[[ Excerpt provided open ]]
The invention is based on a fuel injection nozzle for an internal combustion engine. In a fuel injection nozzle of this kind, which in this instance opens inward, it is known to cause a valve needle tang to move in the opening direction until it stops at a spring-loaded supplementary mass, so that a shock-absorbing braking effect is attained during the opening movement. The supplementary mass displaces fuel from a damping chamber via a calibrated flowthrough opening, and the fuel flows back into the damping chamber through the same calibrated opening in the interval between opening strokes of the valve needle. (British Patent No. 720,011). The supplementary mass which damps the valve needle movement is disposed in an axial elongation of the valve needle, so that the resultant injection nozzle is quite long; it is also disadvantageous that the generally smaller masses and available damping chambers do not permit a precise adaptation and adjustment of the manner in which the valve needle movement takes its course. Intervening in order to prevent disadvantageous recoiling in the case of such valve needles with a high closing speed is not possible.
[[ Excerpt provided closed ]]
[[ Information supplied open ]]
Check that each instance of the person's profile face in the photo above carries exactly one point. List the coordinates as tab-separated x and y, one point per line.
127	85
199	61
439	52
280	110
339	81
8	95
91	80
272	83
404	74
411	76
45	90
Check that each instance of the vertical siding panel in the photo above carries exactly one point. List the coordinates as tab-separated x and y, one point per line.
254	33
[[ Information supplied closed ]]
[[ Information supplied open ]]
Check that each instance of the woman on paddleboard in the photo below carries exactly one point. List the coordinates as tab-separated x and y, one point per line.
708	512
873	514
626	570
[[ Information supplied closed ]]
◆ List of tasks:
1. State whether each statement agrees with the fuel injection nozzle passage, answering yes or no and quoting the deciding words: (a) the known nozzle described opens outward; (b) fuel returns to the damping chamber through the same calibrated opening it leaves by; (c) placing the supplementary mass in an axial elongation of the valve needle keeps the nozzle short.
2. List every drawback of the known nozzle that the fuel injection nozzle passage names.
The records have no connection to the fuel injection nozzle passage.

◆ Solutions to the exercise:
1.
(a) No: "which in this instance opens inward"
(b) Yes: "the fuel flows back into the damping chamber through the same calibrated opening"
(c) No: "so that the resultant injection nozzle is quite long"

2.
- The resultant injection nozzle is quite long.
- The generally smaller masses and available damping chambers do not permit a precise adaptation and adjustment of the manner in which the valve needle movement takes its course.
- Intervening to prevent disadvantageous recoiling in valve needles with a high closing speed is not possible.